> Required work
Please copy everything from "Nice looking goats." down to "saanen? and nigi?" in the goat forum thread below, word for word.

> Page text
________________________________________

# My new goats!  Pictures+updates



## GrassFarmerGalloway (Jun 8, 2009)

Meet Marshal








And Milly!






They are the two sweetest goats ever!  I'm sorry I'm so late posting pictures, but I spent all day yesterday making a new, better stall for them, and then I couldn't type from a finger injury (I hit it with a sledgehammer while trying to pound a t-post in...  Very lucky it wasn't broken.)

Anyway, made them a wonderful stall twice as big as their old, makeshift one, and much airier and more fun.  They have room to run in it, and I even put a huge tractor tire in their stall so they could jump and run and climb  (I pulled both my wrists moving that tire.  They'd better like it!)

We're working on a run next, and doing our best to train them to not bite or jump up on people.  Marshal's a handful, he does both and is hell-bent on escaping his pen so he can follow me everywhere.  I might have to reinforce it.

I won't be on often the next few days because of the immense amount of work I have to do.  Just thought I'd post those pictures everyone wanted.  

~GFG


----------



## Rence (Jun 8, 2009)

They are soooo pretty! Congratulations 

BUT...why are you putting T-posts in with a sledgehammer? Isn't there someone you can borrow a T-post driver from? It makes it SOOOO much easier and much more safe.

Sounds like you're doing a lot for them. I'd love to see pictures of everything when it's done


----------



## Farmer Kitty (Jun 8, 2009)

Yes, find a T-post driver, they are much safer and easier to use than a sledge hammer.

You know we really will want to see pics of everything.


----------



## wynedot55 (Jun 8, 2009)

those are some cute goaties.an next time use a post driver.


----------



## Bil (Jun 8, 2009)

Very cute goats!!  

Bil


----------



## Crest Acres Girl (Jun 8, 2009)

They are toooo cute!! I love how fluffy they look!!! Just want to hug them!!


----------



## Roll farms (Jun 8, 2009)

Very cute, congrats!
Love the saanen....I have a Snubian (Saanen x Nub) that looks a lot like that, only her ears are at half-mast.


----------



## GrassFarmerGalloway (Jun 8, 2009)

Rence said:
			
		

> BUT...why are you putting T-posts in with a sledgehammer? Isn't there someone you can borrow a T-post driver from? It makes it SOOOO much easier and much more safe.


We have a t-post driver, I just couldn't find it.  :/


----------



## Farmer Kitty (Jun 8, 2009)

GrassFarmerGalloway said:
			
		

> Rence said:
> 
> 
> 
> ...


Please, find it before you drive anymore!


----------



## pattyjean73 (Jun 8, 2009)

Nice looking goats.  They're so cute!  Yes indeed... post pictures of their new stable, run, EVERYTHING.  All of us newbies need as many ideas as we can!


----------



## alba (Jun 8, 2009)

what kind are they? saanen? and nigi?


----------



## GrassFarmerGalloway (Jun 10, 2009)

________________________________________

> Provided information
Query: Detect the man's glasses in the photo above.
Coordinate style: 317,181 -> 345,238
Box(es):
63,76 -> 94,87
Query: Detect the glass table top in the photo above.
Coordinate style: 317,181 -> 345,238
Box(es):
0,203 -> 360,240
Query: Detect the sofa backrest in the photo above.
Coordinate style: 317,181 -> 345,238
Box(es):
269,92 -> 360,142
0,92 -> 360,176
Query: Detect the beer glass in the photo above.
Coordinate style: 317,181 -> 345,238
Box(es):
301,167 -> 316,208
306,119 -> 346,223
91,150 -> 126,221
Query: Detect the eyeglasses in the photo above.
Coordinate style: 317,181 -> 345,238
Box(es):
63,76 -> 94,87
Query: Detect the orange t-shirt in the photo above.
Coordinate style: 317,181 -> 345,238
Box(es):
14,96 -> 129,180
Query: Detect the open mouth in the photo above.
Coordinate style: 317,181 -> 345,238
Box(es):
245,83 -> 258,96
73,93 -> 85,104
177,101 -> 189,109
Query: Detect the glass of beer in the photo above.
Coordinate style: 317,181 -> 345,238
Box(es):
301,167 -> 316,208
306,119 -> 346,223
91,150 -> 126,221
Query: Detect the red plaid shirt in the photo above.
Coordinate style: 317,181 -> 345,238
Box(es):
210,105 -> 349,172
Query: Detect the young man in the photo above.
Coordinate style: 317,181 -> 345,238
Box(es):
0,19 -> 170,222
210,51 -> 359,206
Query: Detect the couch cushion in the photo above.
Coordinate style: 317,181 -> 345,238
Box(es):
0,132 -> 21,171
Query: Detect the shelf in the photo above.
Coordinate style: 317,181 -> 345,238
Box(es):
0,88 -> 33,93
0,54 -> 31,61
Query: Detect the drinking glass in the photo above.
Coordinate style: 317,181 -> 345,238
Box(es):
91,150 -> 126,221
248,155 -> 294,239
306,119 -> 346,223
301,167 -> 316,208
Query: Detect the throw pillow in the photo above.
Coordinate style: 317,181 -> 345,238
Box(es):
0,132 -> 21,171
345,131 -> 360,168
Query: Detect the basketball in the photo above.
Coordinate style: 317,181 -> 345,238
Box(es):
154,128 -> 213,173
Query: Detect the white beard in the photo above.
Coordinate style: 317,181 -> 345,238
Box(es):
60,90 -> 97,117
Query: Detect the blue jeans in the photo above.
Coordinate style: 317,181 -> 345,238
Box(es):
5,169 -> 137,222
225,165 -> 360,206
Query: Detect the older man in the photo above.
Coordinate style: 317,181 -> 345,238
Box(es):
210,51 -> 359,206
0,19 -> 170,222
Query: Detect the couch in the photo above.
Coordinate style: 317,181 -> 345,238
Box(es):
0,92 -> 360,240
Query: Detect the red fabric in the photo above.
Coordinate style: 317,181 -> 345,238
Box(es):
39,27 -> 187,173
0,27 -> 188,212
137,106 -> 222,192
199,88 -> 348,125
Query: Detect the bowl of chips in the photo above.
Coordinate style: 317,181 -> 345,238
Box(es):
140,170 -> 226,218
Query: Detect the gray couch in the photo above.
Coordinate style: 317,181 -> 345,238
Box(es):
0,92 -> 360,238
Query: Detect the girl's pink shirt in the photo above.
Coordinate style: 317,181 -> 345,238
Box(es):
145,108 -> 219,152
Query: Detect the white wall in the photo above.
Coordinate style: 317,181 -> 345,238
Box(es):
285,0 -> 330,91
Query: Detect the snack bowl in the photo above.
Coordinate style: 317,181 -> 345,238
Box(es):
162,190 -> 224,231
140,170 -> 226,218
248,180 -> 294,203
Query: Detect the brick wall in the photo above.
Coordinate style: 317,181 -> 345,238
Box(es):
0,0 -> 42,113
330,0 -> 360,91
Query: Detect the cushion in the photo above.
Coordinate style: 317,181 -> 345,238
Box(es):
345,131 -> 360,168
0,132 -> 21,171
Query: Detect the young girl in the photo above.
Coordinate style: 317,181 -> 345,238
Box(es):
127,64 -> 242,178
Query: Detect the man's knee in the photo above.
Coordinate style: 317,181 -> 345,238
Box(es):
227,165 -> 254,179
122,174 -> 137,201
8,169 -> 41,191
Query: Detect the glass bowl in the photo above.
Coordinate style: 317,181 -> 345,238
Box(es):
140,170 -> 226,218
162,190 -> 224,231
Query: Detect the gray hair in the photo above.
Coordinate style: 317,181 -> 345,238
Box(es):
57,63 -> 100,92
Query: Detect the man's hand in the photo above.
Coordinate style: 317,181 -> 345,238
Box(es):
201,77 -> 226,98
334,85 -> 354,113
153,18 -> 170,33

________________________________________

> Result of the exercise
Nice looking goats.  They're so cute!  Yes indeed... post pictures of their new stable, run, EVERYTHING.  All of us newbies need as many ideas as we can!


----------



## alba (Jun 8, 2009)

what kind are they? saanen? and nigi?